_Stored data entries_
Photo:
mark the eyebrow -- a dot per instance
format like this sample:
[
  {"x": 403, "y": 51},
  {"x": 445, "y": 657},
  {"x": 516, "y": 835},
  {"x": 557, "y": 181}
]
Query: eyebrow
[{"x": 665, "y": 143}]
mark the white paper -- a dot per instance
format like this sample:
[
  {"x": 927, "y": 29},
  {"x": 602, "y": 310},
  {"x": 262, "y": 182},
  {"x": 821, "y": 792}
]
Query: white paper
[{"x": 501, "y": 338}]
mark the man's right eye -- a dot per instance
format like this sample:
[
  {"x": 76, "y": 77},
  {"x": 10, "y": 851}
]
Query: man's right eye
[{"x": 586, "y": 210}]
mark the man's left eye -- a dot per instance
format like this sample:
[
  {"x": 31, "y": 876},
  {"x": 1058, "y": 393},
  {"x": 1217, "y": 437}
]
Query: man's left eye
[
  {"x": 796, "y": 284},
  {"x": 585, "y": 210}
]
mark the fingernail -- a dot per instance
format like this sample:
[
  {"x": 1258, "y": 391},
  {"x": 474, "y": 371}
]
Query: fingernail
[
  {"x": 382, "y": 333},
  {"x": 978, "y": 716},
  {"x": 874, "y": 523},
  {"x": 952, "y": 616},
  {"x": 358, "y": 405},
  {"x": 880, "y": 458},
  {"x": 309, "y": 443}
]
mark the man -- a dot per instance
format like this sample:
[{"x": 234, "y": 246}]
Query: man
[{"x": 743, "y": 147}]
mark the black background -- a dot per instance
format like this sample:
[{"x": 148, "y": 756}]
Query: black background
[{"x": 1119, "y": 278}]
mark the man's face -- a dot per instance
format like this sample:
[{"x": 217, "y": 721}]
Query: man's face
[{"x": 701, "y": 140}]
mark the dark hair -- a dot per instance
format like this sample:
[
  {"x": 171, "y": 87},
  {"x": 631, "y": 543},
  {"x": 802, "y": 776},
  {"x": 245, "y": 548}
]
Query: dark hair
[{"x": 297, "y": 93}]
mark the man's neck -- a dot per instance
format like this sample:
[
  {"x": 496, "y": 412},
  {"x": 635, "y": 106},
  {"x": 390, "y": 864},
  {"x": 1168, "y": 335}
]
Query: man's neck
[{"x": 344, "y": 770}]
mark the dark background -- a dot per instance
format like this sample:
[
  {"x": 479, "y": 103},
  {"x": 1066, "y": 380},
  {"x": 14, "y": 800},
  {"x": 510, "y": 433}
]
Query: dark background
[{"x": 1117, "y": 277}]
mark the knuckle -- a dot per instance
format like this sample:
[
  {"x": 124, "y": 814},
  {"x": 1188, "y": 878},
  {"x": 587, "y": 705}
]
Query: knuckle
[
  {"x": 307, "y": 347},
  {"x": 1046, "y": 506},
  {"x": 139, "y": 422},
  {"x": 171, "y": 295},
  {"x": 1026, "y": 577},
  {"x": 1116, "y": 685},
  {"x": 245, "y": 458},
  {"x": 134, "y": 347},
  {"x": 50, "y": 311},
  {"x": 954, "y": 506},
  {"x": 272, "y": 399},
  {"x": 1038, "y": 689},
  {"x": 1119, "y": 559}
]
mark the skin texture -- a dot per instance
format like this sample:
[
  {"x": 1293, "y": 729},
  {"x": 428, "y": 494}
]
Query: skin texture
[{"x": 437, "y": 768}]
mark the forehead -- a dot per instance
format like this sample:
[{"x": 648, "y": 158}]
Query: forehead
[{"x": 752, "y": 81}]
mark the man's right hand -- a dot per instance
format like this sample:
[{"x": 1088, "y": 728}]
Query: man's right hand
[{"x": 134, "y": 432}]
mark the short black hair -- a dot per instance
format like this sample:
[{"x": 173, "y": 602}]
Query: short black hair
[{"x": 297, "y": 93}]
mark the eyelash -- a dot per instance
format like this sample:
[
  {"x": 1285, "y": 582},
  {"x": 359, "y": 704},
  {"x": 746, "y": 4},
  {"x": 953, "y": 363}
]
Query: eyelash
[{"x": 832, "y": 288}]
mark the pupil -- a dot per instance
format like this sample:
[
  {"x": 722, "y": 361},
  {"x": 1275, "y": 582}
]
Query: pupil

_Given instruction_
Can you render every line of the data above as a Markdown table, omitting blank lines, with one column headed "Row" for the running number and another headed "Data line" for the line itself?

_Solved problem_
| Row | Data line |
|---|---|
| 1 | Photo: |
| 2 | mark the eyebrow -- a dot per instance |
| 3 | format like this sample: |
| 4 | [ |
| 5 |   {"x": 403, "y": 51}, |
| 6 |   {"x": 445, "y": 657}, |
| 7 |   {"x": 516, "y": 835}, |
| 8 |   {"x": 557, "y": 181} |
| 9 | ] |
| 10 | Query: eyebrow |
| 11 | [{"x": 665, "y": 143}] |
| 12 | mark the white paper -- a dot per instance |
| 13 | format like this sample: |
| 14 | [ |
| 15 |   {"x": 927, "y": 29}, |
| 16 |   {"x": 602, "y": 310}, |
| 17 |   {"x": 262, "y": 182}, |
| 18 |   {"x": 821, "y": 792} |
| 19 | ] |
| 20 | Query: white paper |
| 21 | [{"x": 501, "y": 338}] |
| 22 | mark the man's right eye -- a dot per instance |
| 23 | format like this sample: |
| 24 | [ |
| 25 |   {"x": 76, "y": 77}, |
| 26 |   {"x": 10, "y": 851} |
| 27 | ] |
| 28 | Query: man's right eye |
| 29 | [{"x": 586, "y": 210}] |
| 30 | mark the man's left eye -- a dot per instance |
| 31 | format like this sample: |
| 32 | [ |
| 33 |   {"x": 31, "y": 876}, |
| 34 |   {"x": 1058, "y": 393}, |
| 35 |   {"x": 1217, "y": 437} |
| 36 | ] |
| 37 | Query: man's left eye |
| 38 | [ |
| 39 |   {"x": 796, "y": 284}, |
| 40 |   {"x": 585, "y": 210} |
| 41 | ] |
| 42 | mark the fingernail -- a dot per instance |
| 43 | format like this sample: |
| 44 | [ |
| 45 |   {"x": 1258, "y": 391}, |
| 46 |   {"x": 474, "y": 371} |
| 47 | ] |
| 48 | Query: fingernail |
| 49 | [ |
| 50 |   {"x": 382, "y": 333}, |
| 51 |   {"x": 978, "y": 716}, |
| 52 |   {"x": 874, "y": 523}, |
| 53 |   {"x": 952, "y": 616}, |
| 54 |   {"x": 358, "y": 405}, |
| 55 |   {"x": 880, "y": 458}, |
| 56 |   {"x": 309, "y": 443} |
| 57 | ] |
| 58 | mark the man -- a dot per instance |
| 59 | format like this sample: |
| 60 | [{"x": 234, "y": 246}] |
| 61 | Query: man |
| 62 | [{"x": 743, "y": 147}] |
| 63 | mark the black background -- a dot per instance |
| 64 | format like this sample: |
| 65 | [{"x": 148, "y": 756}] |
| 66 | Query: black background |
| 67 | [{"x": 1119, "y": 278}] |
| 68 | mark the man's face -- a dot per instance |
| 69 | format like this sample: |
| 70 | [{"x": 217, "y": 721}] |
| 71 | Query: man's face |
| 72 | [{"x": 701, "y": 140}] |
| 73 | mark the dark hair -- a dot per instance |
| 74 | format like this sample: |
| 75 | [ |
| 76 |   {"x": 171, "y": 87}, |
| 77 |   {"x": 631, "y": 543}, |
| 78 |   {"x": 802, "y": 776}, |
| 79 |   {"x": 245, "y": 548} |
| 80 | ] |
| 81 | Query: dark hair |
| 82 | [{"x": 297, "y": 93}] |
| 83 | mark the man's neck -- a dot per instance |
| 84 | format like this sample: |
| 85 | [ |
| 86 |   {"x": 496, "y": 412}, |
| 87 |   {"x": 635, "y": 106}, |
| 88 |   {"x": 390, "y": 864}, |
| 89 |   {"x": 1168, "y": 335} |
| 90 | ] |
| 91 | Query: man's neck |
| 92 | [{"x": 344, "y": 770}] |
| 93 | mark the dark background -- a dot per instance |
| 94 | format like this sample: |
| 95 | [ |
| 96 |   {"x": 479, "y": 103}, |
| 97 |   {"x": 1066, "y": 380}, |
| 98 |   {"x": 14, "y": 800}, |
| 99 |   {"x": 510, "y": 433} |
| 100 | ] |
| 101 | Query: dark background |
| 102 | [{"x": 1117, "y": 277}] |
| 103 | mark the knuckle -- a dot per instance |
| 104 | format like this sample: |
| 105 | [ |
| 106 |   {"x": 124, "y": 814}, |
| 107 |   {"x": 1188, "y": 878}, |
| 108 |   {"x": 587, "y": 705} |
| 109 | ] |
| 110 | Query: knuckle |
| 111 | [ |
| 112 |   {"x": 307, "y": 347}, |
| 113 |   {"x": 1046, "y": 506}, |
| 114 |   {"x": 139, "y": 422}, |
| 115 |   {"x": 171, "y": 295}, |
| 116 |   {"x": 1026, "y": 577}, |
| 117 |   {"x": 1116, "y": 685}, |
| 118 |   {"x": 245, "y": 458}, |
| 119 |   {"x": 134, "y": 347}, |
| 120 |   {"x": 50, "y": 311}, |
| 121 |   {"x": 954, "y": 506}, |
| 122 |   {"x": 272, "y": 399}, |
| 123 |   {"x": 1038, "y": 689}, |
| 124 |   {"x": 1119, "y": 559} |
| 125 | ] |
| 126 | mark the skin texture -- a dot per instance |
| 127 | format like this sample: |
| 128 | [ |
| 129 |   {"x": 1293, "y": 729}, |
| 130 |   {"x": 428, "y": 494} |
| 131 | ] |
| 132 | Query: skin texture |
| 133 | [{"x": 437, "y": 768}] |
| 134 | mark the forehead -- a dot per instance |
| 135 | format like this sample: |
| 136 | [{"x": 648, "y": 158}] |
| 137 | Query: forehead |
| 138 | [{"x": 752, "y": 81}] |
| 139 | mark the man's right hand -- a dot per instance |
| 140 | format like this sample: |
| 141 | [{"x": 1088, "y": 728}] |
| 142 | Query: man's right hand |
| 143 | [{"x": 134, "y": 432}] |
| 144 | mark the short black hair -- a dot per instance |
| 145 | format like this sample: |
| 146 | [{"x": 173, "y": 602}] |
| 147 | Query: short black hair |
| 148 | [{"x": 297, "y": 93}] |
| 149 | mark the eyelash -- a dot per instance |
| 150 | format like this sample: |
| 151 | [ |
| 152 |   {"x": 1285, "y": 582}, |
| 153 |   {"x": 359, "y": 704}, |
| 154 |   {"x": 746, "y": 4}, |
| 155 |   {"x": 953, "y": 363} |
| 156 | ] |
| 157 | Query: eyelash |
| 158 | [{"x": 832, "y": 288}] |
| 159 | mark the pupil -- a dot per instance |
| 160 | format like this sample: |
| 161 | [ |
| 162 |   {"x": 722, "y": 361}, |
| 163 |   {"x": 1275, "y": 582} |
| 164 | ] |
| 165 | Query: pupil |